[Point labels for objects]
▼

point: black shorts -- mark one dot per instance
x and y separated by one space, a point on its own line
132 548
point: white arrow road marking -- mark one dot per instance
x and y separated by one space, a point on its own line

▲

TASK DETAILS – Render the entries above as a numbered list, omitting any blank lines.

ANSWER TO THE EXERCISE –
1. point: black shorts -- mark one dot per instance
2. x and y separated by one space, a point on its own line
3. 132 548
4. point: white arrow road marking -- mark one dot per instance
5. x and y separated by one space, a point on its own line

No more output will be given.